◆ Task
Copy out the listing below, swapping "single pin" for "single dot" everywhere and keeping every other word the same. Omit the pictures from your copy.

-*-

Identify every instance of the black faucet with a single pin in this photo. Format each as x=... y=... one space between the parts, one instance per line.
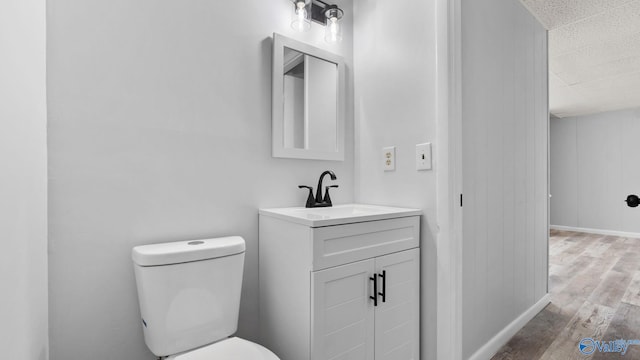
x=319 y=200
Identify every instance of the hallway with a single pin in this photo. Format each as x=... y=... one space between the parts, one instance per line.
x=594 y=282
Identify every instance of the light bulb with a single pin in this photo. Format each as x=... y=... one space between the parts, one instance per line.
x=300 y=21
x=333 y=30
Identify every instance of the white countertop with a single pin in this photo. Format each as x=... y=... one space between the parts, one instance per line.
x=338 y=214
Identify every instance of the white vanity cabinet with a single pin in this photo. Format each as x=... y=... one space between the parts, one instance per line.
x=317 y=286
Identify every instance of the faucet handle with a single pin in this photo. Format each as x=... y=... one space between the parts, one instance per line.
x=327 y=198
x=310 y=199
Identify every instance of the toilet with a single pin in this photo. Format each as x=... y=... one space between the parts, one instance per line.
x=189 y=296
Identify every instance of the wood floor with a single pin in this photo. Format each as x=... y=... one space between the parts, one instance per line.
x=594 y=283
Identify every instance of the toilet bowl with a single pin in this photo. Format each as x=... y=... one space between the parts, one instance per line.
x=231 y=348
x=189 y=297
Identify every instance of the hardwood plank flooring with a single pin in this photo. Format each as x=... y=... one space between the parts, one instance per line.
x=594 y=283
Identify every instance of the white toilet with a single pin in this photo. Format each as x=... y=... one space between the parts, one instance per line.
x=189 y=294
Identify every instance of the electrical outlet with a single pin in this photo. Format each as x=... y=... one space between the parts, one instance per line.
x=423 y=156
x=389 y=158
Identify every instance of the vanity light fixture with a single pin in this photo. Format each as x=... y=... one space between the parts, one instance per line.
x=300 y=20
x=333 y=29
x=328 y=15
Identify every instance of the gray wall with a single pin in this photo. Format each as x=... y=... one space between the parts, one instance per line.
x=23 y=181
x=395 y=101
x=505 y=137
x=595 y=164
x=160 y=130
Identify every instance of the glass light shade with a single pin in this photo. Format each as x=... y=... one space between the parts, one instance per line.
x=301 y=17
x=333 y=28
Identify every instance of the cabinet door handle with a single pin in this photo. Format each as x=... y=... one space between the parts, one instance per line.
x=375 y=289
x=384 y=285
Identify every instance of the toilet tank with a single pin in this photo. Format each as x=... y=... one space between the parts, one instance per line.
x=189 y=292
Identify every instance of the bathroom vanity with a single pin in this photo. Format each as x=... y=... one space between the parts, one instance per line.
x=340 y=282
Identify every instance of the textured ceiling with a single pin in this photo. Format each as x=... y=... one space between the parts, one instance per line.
x=594 y=54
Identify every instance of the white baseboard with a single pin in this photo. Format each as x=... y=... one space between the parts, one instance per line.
x=492 y=346
x=595 y=231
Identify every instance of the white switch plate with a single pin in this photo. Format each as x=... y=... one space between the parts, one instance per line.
x=389 y=158
x=423 y=156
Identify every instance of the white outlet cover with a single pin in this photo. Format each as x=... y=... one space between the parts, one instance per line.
x=389 y=158
x=423 y=156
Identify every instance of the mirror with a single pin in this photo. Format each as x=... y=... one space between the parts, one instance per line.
x=308 y=101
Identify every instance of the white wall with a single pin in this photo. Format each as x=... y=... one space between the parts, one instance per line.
x=594 y=166
x=23 y=181
x=505 y=127
x=395 y=100
x=160 y=130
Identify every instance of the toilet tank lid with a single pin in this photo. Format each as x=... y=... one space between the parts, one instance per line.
x=187 y=251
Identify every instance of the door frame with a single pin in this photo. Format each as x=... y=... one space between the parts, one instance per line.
x=449 y=179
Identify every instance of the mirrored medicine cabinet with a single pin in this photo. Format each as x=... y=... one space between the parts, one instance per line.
x=308 y=101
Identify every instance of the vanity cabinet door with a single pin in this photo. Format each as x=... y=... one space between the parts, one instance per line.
x=397 y=319
x=342 y=319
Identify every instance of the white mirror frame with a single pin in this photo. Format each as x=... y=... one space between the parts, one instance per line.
x=277 y=105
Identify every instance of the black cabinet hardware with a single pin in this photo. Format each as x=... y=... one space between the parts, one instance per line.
x=375 y=289
x=384 y=285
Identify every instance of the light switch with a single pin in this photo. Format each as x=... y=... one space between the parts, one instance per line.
x=389 y=158
x=423 y=156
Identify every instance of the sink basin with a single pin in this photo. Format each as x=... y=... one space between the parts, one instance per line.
x=338 y=214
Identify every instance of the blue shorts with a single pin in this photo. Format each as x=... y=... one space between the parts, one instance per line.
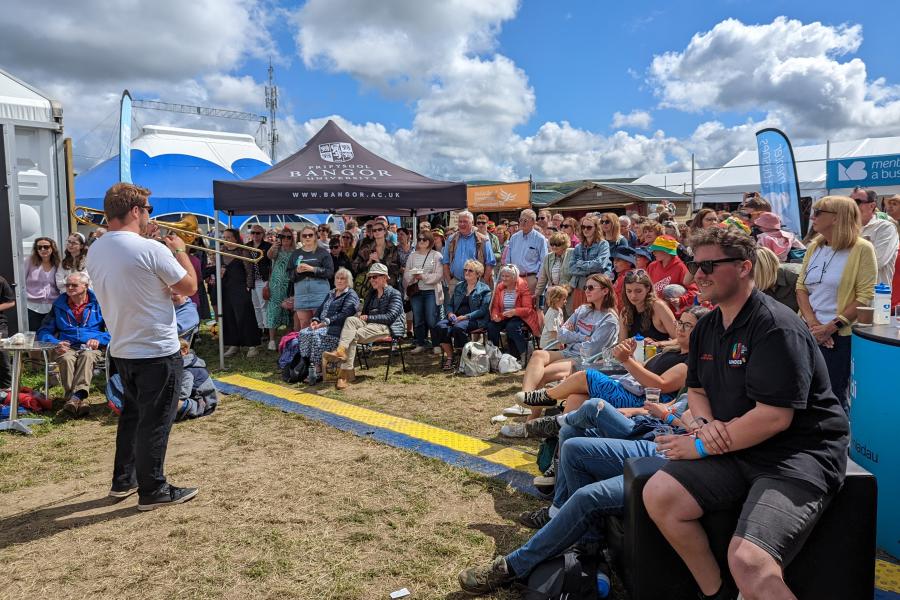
x=606 y=388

-*-

◆ Correct result
Identify every instance of the black faucet with a single dot in this photo. Format each as x=... y=... one space between the parts, one instance per line.
x=319 y=200
Identify every instance of the hallway with a single dot in this photo. Format each as x=... y=... one space between the parts, one instance per line.
x=594 y=282
Identify every instance of the light bulb with a single dot in this photo. Format each as x=... y=... one space between the parts, one instance per line.
x=300 y=21
x=333 y=30
Identify every instance of the white countertop with a single dot in this photo. Format each as x=... y=... one space between the parts, one instance per line.
x=338 y=214
Identify every instance of the white vanity cabinet with a single dot in this photo. Format each as x=... y=... one space between the parts, one instance per line.
x=317 y=286
Identify every instance of the faucet handle with a single dot in this photo. Format each as x=... y=... one space between the parts, one instance per line.
x=327 y=198
x=310 y=199
Identify every instance of the toilet with a single dot in this photo. Format each as x=... y=... one space between the parts, one instance per line.
x=189 y=296
Identify every instance of the wood floor with a single dot in this photo. Format each as x=... y=... one space between the parts, one instance per line.
x=594 y=283
Identify every instance of the toilet bowl with a single dot in this photo. Format each as x=... y=... one space between the parts, one instance per line.
x=231 y=348
x=189 y=297
Identify every instance of the hardwood plank flooring with a single dot in this photo. Format each as x=... y=... one space between the parts, one instance per line.
x=594 y=283
Identify every instance of the white toilet with a single dot in this photo. Format each as x=... y=... one space between the parts, one instance per line.
x=189 y=294
Identify every instance of the electrical outlet with a single dot in this photo. Format each as x=... y=... one space between the parts, one instance per line.
x=423 y=156
x=389 y=158
Identify every instance of the vanity light fixture with a single dot in this photo. Format each as x=... y=... one space between the parts, one instance per line.
x=300 y=20
x=333 y=29
x=328 y=15
Identify every instance of the gray wall with a single dot in this photo. Format each as x=... y=... one space between the parts, one instance per line.
x=23 y=181
x=395 y=101
x=505 y=137
x=595 y=164
x=160 y=130
Identify every instance of the glass light shade with a single dot in this photo. Format each as x=... y=... one space between the parts, one instance per line.
x=301 y=17
x=333 y=28
Identify every instance of the cabinet door handle with a single dot in this photo. Format each as x=... y=... one space between the parts, one instance per line.
x=375 y=289
x=384 y=285
Identify every instance of the toilet tank with a single dot in this photo. Format each as x=... y=... one space between the parts, one instance per line.
x=189 y=292
Identify every instance of the bathroom vanity with a single dot in this photo. Format each as x=... y=... one space between the parts, one instance per line.
x=340 y=282
Identify every instance of the textured ceiling with a single dot in this photo. Format each as x=... y=... one space between the parts, one instance per line.
x=594 y=54
Identify every instance of the white baseboard with a single dot in this photo. Format each as x=... y=... one space between the parts, one instance per line.
x=492 y=346
x=595 y=231
Identify every instance of the white switch plate with a single dot in this photo. Format each as x=... y=... one space between the parts, one instance per line.
x=389 y=158
x=423 y=156
Identify every instance of the white outlet cover with a single dot in this photo. Format each as x=... y=... one space between the parts, one instance per line.
x=389 y=158
x=423 y=156
Identify every instance of the mirror with a single dot in this photo. Format each as x=... y=... one space between the parts, one instance per line.
x=308 y=101
Identify every instance of the white wall with a single dot in this photo. Format each as x=... y=... one space between the parts, one instance per line.
x=594 y=166
x=23 y=181
x=505 y=127
x=395 y=100
x=160 y=130
Identify every instance of the toilet tank lid with a single dot in this photo. Format each as x=... y=... one space between the parts, one instance per line.
x=187 y=251
Identify every instance of the door frame with a single dot in this photo. Format each as x=... y=... one space between the parts, one instance per line.
x=449 y=179
Identify every instance of the mirrored medicine cabinet with a single dot in this photo. Format each as x=... y=... one space between the parts, one instance per line.
x=308 y=101
Identify every instance of the vanity cabinet door with a single dot in this photo. Format each as x=... y=... one space between the parts, one instance per line.
x=397 y=319
x=342 y=319
Identify every instance of the white mirror frame with a single dot in this photo. Format each as x=... y=... one space between the parts, one instance per line.
x=277 y=105
Identify every instance of the black cabinet hardware with a single dot in this photo. Format each as x=... y=... one space between the parts, one instance per line.
x=375 y=289
x=384 y=285
Identify every instance of the light switch with a single dot in this photo. Format each as x=... y=... one space between the parts, one instance per line.
x=389 y=158
x=423 y=156
Identify every instance of the sink basin with a single dot in this photo. Format each as x=... y=... one space between the parts, one instance per line.
x=338 y=214
Identify every instance of the blue shorts with a single dot in this photo. Format each as x=... y=... one space between the parts, one instance per line.
x=606 y=388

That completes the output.